Start of RECORDS SHOWN

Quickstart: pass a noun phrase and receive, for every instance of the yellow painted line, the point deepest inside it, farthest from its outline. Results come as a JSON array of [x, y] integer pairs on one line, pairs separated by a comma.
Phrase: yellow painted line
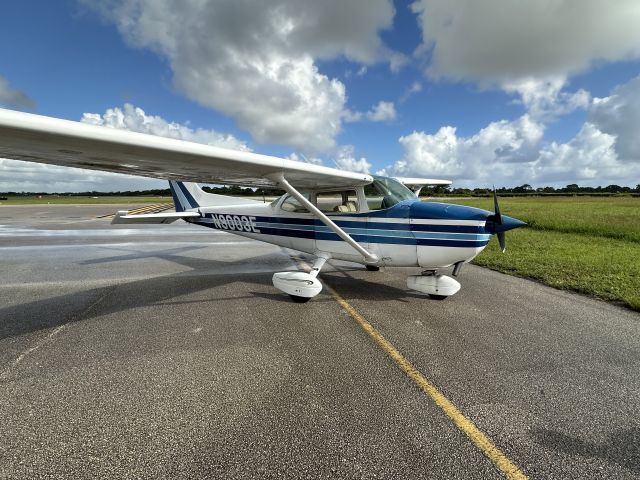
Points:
[[479, 439], [155, 208]]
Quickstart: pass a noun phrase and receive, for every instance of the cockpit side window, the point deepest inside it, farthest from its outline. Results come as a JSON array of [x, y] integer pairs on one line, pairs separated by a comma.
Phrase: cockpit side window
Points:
[[290, 204], [345, 201], [385, 192]]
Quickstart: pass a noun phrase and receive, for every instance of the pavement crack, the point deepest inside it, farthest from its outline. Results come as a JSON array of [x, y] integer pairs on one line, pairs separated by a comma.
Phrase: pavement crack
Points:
[[50, 337]]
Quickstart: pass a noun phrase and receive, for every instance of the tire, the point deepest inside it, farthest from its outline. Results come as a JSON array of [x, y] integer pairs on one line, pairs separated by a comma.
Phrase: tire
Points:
[[438, 297], [298, 299]]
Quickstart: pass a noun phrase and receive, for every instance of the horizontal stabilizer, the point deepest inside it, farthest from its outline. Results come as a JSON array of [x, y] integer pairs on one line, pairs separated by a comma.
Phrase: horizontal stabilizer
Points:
[[123, 217]]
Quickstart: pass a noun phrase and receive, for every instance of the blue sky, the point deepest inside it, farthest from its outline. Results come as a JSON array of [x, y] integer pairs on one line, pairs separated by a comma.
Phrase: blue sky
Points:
[[493, 92]]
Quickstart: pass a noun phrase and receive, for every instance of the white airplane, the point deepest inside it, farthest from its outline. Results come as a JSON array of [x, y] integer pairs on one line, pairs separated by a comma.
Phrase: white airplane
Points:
[[372, 220]]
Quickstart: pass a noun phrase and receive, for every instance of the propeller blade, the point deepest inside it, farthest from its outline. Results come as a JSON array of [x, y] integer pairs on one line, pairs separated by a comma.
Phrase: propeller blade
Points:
[[496, 208], [502, 241]]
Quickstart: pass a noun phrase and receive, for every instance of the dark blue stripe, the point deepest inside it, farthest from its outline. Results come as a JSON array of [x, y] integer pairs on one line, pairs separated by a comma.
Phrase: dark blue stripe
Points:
[[188, 196], [176, 201], [376, 225]]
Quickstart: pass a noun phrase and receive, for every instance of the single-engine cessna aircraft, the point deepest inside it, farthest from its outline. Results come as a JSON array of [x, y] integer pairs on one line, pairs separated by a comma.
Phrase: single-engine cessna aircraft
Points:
[[372, 220]]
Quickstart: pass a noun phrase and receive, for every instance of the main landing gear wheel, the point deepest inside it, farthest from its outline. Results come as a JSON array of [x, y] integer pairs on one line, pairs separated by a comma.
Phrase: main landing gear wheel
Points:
[[438, 297], [299, 299]]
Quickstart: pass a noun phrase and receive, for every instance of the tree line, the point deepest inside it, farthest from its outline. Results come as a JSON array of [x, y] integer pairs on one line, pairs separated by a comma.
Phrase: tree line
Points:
[[234, 190]]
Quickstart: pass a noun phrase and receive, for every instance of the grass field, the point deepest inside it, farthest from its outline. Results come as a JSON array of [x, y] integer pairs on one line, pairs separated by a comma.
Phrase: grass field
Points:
[[589, 245], [64, 200], [585, 244]]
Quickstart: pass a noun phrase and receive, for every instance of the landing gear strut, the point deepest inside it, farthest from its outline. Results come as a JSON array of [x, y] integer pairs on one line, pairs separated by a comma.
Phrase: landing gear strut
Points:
[[436, 285], [301, 286]]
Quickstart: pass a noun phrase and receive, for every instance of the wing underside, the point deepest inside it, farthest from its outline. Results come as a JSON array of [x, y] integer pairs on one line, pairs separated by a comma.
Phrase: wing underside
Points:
[[36, 138]]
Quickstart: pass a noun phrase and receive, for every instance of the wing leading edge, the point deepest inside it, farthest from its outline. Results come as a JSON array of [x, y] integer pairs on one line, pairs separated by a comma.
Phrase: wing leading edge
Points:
[[41, 139]]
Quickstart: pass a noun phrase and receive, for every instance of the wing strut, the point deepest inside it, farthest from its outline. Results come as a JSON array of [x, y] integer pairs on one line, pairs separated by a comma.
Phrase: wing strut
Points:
[[369, 257]]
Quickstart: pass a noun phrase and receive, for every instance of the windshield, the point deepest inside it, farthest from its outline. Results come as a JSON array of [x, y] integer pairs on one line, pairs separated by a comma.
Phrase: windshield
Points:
[[385, 192]]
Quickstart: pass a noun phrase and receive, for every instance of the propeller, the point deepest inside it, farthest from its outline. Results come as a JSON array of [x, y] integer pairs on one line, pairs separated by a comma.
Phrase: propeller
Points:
[[498, 223], [497, 219]]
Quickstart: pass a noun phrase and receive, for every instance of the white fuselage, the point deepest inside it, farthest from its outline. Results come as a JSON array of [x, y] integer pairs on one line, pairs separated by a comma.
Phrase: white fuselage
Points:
[[396, 241]]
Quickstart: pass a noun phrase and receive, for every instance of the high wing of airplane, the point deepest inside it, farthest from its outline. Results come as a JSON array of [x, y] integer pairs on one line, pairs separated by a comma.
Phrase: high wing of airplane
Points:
[[372, 220]]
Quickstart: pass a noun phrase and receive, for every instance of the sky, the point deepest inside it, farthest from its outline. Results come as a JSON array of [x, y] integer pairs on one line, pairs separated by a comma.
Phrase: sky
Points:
[[497, 92]]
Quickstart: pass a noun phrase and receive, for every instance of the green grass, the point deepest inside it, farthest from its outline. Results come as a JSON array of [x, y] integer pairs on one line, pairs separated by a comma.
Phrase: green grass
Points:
[[588, 245], [64, 200]]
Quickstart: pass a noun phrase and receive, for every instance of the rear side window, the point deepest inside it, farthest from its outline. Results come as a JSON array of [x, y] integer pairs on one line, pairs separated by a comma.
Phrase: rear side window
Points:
[[290, 204]]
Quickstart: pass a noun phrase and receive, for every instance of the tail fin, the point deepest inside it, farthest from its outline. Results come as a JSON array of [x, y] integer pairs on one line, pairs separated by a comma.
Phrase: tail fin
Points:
[[189, 196]]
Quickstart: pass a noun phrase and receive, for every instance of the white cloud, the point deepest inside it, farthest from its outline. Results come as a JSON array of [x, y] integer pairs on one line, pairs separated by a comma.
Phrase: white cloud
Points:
[[305, 159], [513, 153], [527, 48], [256, 61], [498, 41], [346, 160], [36, 177], [381, 112], [10, 97], [497, 151], [544, 98], [135, 119], [589, 157], [619, 115]]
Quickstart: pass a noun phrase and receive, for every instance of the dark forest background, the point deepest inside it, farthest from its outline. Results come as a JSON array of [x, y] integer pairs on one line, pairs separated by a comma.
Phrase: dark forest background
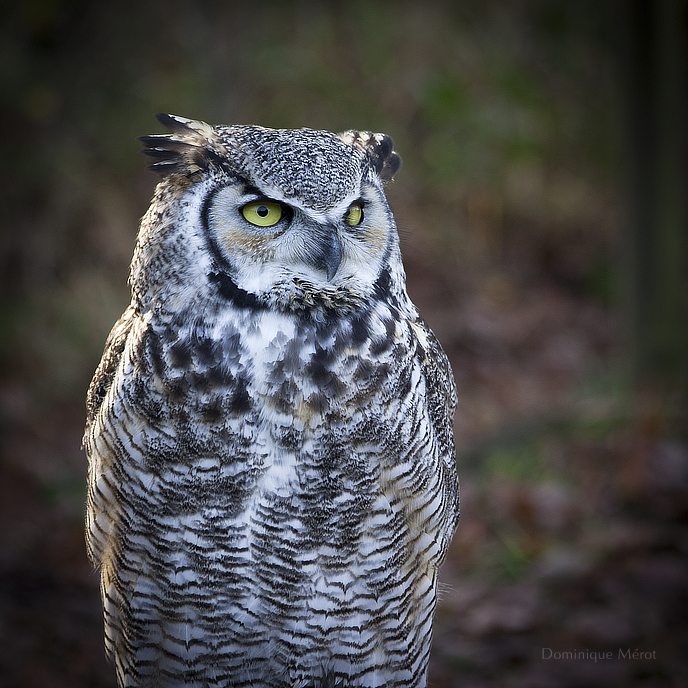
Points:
[[543, 219]]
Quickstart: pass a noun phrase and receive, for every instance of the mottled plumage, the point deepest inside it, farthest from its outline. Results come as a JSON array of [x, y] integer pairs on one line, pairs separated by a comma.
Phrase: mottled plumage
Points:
[[272, 483]]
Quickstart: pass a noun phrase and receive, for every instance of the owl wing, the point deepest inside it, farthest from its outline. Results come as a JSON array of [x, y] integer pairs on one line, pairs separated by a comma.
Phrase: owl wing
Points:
[[102, 379], [441, 399]]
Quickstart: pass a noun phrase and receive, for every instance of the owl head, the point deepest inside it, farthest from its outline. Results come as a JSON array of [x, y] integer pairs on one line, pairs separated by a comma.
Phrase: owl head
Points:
[[294, 220]]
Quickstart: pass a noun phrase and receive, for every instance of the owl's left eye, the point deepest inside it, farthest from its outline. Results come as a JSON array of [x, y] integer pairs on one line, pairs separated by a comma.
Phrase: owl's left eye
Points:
[[354, 215], [262, 213]]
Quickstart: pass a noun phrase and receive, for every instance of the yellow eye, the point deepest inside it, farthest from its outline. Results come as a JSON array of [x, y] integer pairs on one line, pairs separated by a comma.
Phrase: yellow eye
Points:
[[262, 214], [354, 215]]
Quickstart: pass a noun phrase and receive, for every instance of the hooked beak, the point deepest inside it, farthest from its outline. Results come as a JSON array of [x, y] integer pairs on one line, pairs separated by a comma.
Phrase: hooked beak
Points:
[[326, 254]]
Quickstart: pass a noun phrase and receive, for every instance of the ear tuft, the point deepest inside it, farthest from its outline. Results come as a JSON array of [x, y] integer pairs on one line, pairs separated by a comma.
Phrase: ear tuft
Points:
[[384, 160], [191, 147]]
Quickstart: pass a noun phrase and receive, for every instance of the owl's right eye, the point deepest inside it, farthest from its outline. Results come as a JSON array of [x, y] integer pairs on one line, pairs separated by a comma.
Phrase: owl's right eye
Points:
[[262, 213]]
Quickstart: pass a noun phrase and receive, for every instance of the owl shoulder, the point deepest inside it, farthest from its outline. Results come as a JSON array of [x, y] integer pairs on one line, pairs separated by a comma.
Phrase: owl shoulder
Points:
[[102, 379]]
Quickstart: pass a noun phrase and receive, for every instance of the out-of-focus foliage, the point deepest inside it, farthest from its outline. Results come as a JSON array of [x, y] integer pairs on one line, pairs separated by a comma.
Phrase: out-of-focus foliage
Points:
[[500, 111], [508, 118]]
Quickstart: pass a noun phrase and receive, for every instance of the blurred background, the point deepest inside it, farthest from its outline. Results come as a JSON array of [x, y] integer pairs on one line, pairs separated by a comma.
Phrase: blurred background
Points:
[[542, 213]]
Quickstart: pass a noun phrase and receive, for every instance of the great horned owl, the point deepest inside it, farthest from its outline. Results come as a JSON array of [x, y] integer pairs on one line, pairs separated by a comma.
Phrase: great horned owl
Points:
[[272, 483]]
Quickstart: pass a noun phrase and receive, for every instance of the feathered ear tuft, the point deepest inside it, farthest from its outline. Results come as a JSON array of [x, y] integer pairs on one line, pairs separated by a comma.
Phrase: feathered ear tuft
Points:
[[191, 147], [380, 149], [386, 160]]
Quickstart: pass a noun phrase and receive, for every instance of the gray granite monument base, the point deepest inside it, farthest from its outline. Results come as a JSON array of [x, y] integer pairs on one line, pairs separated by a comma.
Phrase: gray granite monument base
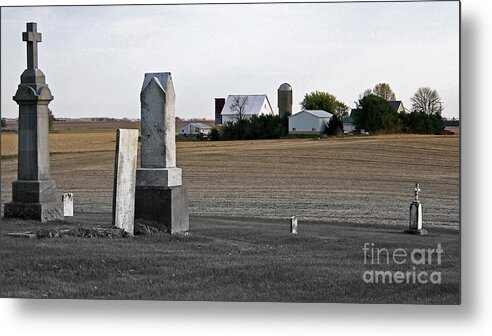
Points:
[[418, 232], [165, 208], [44, 212]]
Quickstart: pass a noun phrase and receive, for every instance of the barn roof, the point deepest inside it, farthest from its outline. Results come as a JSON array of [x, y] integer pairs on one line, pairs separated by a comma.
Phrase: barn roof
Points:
[[254, 105], [316, 113]]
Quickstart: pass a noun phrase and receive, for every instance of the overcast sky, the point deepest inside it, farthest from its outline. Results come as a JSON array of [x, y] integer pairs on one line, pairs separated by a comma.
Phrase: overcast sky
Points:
[[95, 57]]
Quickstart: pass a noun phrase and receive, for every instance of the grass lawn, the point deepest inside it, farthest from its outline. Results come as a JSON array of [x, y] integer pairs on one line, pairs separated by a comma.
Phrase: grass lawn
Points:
[[226, 259]]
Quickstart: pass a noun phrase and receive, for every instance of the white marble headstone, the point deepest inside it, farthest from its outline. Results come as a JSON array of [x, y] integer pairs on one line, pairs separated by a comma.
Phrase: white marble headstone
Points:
[[293, 225], [124, 179], [67, 199]]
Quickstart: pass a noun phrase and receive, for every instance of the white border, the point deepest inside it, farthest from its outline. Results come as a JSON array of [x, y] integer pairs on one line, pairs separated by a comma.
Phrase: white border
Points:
[[72, 317]]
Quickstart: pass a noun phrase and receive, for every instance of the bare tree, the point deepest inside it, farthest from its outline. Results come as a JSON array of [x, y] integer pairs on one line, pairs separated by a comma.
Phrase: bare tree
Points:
[[238, 105], [367, 92], [384, 91], [427, 100]]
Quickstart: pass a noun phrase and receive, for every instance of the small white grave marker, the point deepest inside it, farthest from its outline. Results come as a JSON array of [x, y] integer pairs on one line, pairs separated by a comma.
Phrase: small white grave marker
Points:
[[415, 225], [293, 225], [67, 200]]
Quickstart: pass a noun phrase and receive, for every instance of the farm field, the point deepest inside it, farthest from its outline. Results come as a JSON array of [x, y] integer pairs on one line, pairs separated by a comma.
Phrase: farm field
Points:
[[358, 180]]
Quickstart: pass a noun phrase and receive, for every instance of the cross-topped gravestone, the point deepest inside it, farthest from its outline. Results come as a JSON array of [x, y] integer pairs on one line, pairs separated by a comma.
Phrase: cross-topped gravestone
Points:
[[34, 192], [417, 192], [32, 37]]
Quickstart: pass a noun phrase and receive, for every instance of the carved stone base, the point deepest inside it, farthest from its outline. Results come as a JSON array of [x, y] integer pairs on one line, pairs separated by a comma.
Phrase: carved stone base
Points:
[[165, 208], [418, 232]]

End of RECORDS SHOWN

[TASK TO CARRY OUT] Output the records between the lines holding "the dark forest" and "[[384, 160], [191, 147]]", inclusive, as a two-column CSV with columns record_text and points, one row per record: its text under record_text and its answer under points. Put each value in one quoted field with line breaks turned into spaces, and leave the pictures out.

[SOLUTION FOR THIS TASK]
record_text,points
"Quickstart: pass a noun phrase and receive, for every instance of the dark forest background, the point deepest inside it, farthest from its outline. Results come as a JSON array of [x, y] integer pairs on one line, pairs separated by a comma. Phrase: dark forest background Points:","[[543, 219]]"
"Quickstart: pass a noun phrase and receive, for every instance of the mottled plumage, the point deepest inside it, farthest from its outline. Results come as a JSON array of [x, y] integer pairs on one line, pairs separated by a comma. Phrase: mottled plumage Points:","[[272, 483]]"
"Quickstart: pass a noun phrase and receive, for every instance of the owl wing, the point deepest inside it, farthest from its outline. Results come as a JSON array of [x, y] integer pairs on one line, pairs separated by a comma. Phrase: owl wing Points:","[[102, 379], [441, 399]]"
"Quickstart: pass a noun phrase and receive, for every instance of the owl head, the point deepest inside it, farthest from its outline. Results come as a JSON array of [x, y] integer pairs on one line, pairs separated by a comma. Phrase: owl head Points:","[[294, 220]]"
"Quickstart: pass a noun phrase and receive, for every instance of the owl's left eye, the point deepest inside it, farthest from its outline. Results come as a JSON array of [x, y] integer pairs on one line, pairs separated by a comma. Phrase: owl's left eye Points:","[[354, 215], [262, 213]]"
"Quickstart: pass a noun phrase and receive, for every instance of the yellow eye, the point deepest inside it, farthest from its outline. Results come as a JSON array of [x, y] integer pairs on one line, pairs separated by a comma. Phrase: yellow eye Points:","[[262, 214], [354, 215]]"
"Quickstart: pass a noun phrase and receive, for every instance of the hooked beak, the point deepest inside it, farthest from its outline. Results come as a JSON array of [x, y] integer pairs on one line, pairs separated by a comma. Phrase: hooked beak Points:","[[326, 254]]"
"Quickstart: pass a noun phrase and receive, for every instance of the ear tuft, the point deepest inside it, farthest from its outline. Results come as a JSON array of [x, y] integer pairs on one line, pairs separated by a comma. Phrase: ear tuft Points:","[[384, 160], [191, 147]]"